━━━━━ Record set ━━━━━

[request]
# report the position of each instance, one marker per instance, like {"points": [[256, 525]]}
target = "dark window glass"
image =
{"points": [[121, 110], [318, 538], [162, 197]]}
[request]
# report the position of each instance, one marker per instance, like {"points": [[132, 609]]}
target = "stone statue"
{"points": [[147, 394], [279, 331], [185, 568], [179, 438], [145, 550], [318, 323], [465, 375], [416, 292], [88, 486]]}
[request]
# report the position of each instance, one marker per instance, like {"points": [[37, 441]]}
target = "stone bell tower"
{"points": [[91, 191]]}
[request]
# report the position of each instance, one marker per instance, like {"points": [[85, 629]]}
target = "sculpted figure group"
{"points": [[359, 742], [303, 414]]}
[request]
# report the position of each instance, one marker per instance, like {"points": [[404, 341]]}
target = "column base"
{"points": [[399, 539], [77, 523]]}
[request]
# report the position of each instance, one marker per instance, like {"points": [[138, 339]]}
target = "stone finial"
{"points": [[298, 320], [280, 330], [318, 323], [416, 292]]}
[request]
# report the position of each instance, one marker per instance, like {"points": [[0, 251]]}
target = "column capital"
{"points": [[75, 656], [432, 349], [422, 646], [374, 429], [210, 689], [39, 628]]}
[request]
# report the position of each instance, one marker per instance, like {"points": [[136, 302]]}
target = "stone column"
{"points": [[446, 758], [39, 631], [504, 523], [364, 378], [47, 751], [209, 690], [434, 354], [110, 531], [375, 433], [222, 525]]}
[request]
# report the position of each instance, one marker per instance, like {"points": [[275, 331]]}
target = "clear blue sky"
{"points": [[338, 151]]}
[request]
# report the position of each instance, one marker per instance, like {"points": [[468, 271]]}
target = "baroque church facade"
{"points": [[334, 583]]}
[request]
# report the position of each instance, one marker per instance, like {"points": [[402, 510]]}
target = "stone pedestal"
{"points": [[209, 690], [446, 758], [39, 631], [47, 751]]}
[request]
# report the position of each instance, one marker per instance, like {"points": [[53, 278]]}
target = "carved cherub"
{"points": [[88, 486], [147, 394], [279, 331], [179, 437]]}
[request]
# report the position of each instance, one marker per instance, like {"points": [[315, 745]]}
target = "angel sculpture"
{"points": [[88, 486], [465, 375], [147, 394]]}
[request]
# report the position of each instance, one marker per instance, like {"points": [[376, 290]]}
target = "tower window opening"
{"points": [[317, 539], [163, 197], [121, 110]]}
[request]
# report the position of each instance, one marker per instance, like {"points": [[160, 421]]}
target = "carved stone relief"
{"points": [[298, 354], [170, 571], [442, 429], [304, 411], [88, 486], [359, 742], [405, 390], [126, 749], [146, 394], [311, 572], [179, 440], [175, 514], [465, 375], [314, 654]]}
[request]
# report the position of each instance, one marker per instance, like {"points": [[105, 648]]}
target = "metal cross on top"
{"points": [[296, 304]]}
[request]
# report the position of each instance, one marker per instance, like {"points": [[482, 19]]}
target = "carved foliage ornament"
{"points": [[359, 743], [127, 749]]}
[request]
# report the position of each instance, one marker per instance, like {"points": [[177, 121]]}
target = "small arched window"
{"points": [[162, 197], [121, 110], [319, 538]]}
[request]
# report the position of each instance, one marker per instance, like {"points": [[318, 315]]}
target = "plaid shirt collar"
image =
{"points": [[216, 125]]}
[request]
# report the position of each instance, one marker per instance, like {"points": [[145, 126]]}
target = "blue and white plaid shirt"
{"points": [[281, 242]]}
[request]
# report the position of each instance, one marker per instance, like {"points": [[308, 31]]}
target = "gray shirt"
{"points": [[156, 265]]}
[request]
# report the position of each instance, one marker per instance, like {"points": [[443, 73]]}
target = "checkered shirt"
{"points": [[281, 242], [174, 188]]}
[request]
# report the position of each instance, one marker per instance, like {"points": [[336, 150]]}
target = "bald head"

━━━━━

→ **What to work on**: Every entry in the listing must be retyped exactly.

→ **Correct response**:
[request]
# report the position of each instance, one marker per instance, like {"points": [[256, 525]]}
target = "dark window glass"
image =
{"points": [[121, 110], [318, 538], [162, 197]]}
[request]
# report the position of each instance, one marker per instance, like {"points": [[132, 609]]}
target = "stone statue"
{"points": [[147, 394], [279, 331], [185, 568], [179, 438], [145, 550], [318, 323], [465, 375], [416, 292], [88, 486]]}
[request]
# report the position of each instance, one marker per instance, like {"points": [[37, 441]]}
target = "stone bell tower"
{"points": [[91, 191]]}
[request]
# report the position of each instance, one marker per instance, like {"points": [[85, 629]]}
target = "sculpted figure group"
{"points": [[359, 742], [303, 414]]}
[request]
# report the position of each instance, one marker per instance, like {"points": [[404, 341]]}
target = "column base"
{"points": [[399, 539], [77, 523]]}
[request]
# report the position of each instance, one marker per instance, like {"points": [[138, 339]]}
target = "stone finial"
{"points": [[298, 320], [280, 330], [318, 323], [416, 292]]}
[request]
# report the position of each instance, one marker per instance, like {"points": [[0, 251]]}
target = "column capital"
{"points": [[75, 656], [432, 349], [422, 646], [374, 429], [210, 689], [39, 628]]}
[request]
# report the position of each instance, one marker per instance, like {"points": [[136, 302]]}
target = "stone column"
{"points": [[446, 758], [39, 631], [504, 523], [364, 378], [47, 751], [209, 690], [434, 354], [110, 531], [375, 433], [222, 525]]}
[request]
# report the position of each instance, one marker per instance, like {"points": [[275, 331]]}
target = "clear blue sky"
{"points": [[338, 151]]}
[request]
# report the position of each instance, one marker per instance, like {"points": [[468, 271]]}
target = "baroque church facade"
{"points": [[334, 583]]}
[request]
# report the position of each instance, one marker per instance, like {"points": [[402, 510]]}
target = "stone pedestal"
{"points": [[209, 690], [446, 758], [39, 631], [47, 751]]}
[request]
# report the position of each instance, one marker per instance, like {"points": [[53, 278]]}
target = "carved cherub"
{"points": [[88, 486], [147, 394], [279, 331], [179, 437]]}
[request]
# report the position of each instance, one marker per instance, like {"points": [[315, 745]]}
target = "angel sculpture"
{"points": [[88, 486], [465, 375], [147, 394]]}
[request]
# report the position of each instance, one marker per instance, like {"points": [[376, 290]]}
target = "tower window opening"
{"points": [[317, 539], [163, 197], [121, 110]]}
[request]
# report the position of each instance, one marker per instance, like {"points": [[160, 421]]}
target = "carved stone relief"
{"points": [[298, 354], [170, 571], [442, 429], [304, 411], [88, 486], [359, 742], [405, 390], [126, 749], [146, 394], [311, 572], [179, 440], [175, 514], [465, 375], [314, 654]]}
[request]
# report the position of each instance, one marker per instance, like {"points": [[105, 648]]}
target = "metal cross on top"
{"points": [[296, 304]]}
[request]
# report the position of each instance, one marker per instance, like {"points": [[482, 19]]}
target = "carved foliage ornament"
{"points": [[359, 743], [127, 749]]}
[request]
# report the position of each instance, one marker per instance, like {"points": [[177, 121]]}
target = "small arched window"
{"points": [[162, 197], [121, 110], [319, 538]]}
[request]
# report the position of each instance, one marker per instance, like {"points": [[318, 315]]}
target = "plaid shirt collar"
image =
{"points": [[216, 125]]}
[request]
# report the position of each instance, one marker per instance, like {"points": [[145, 126]]}
target = "blue and white plaid shirt"
{"points": [[281, 242]]}
[request]
# report the position of each instance, one marker per instance, like {"points": [[308, 31]]}
target = "gray shirt"
{"points": [[156, 265]]}
[request]
# report the position of each instance, one marker per instance, like {"points": [[443, 73]]}
target = "checkered shirt"
{"points": [[281, 242], [174, 188]]}
[request]
# report the position of each instance, one marker per instance, like {"points": [[336, 150]]}
target = "bald head"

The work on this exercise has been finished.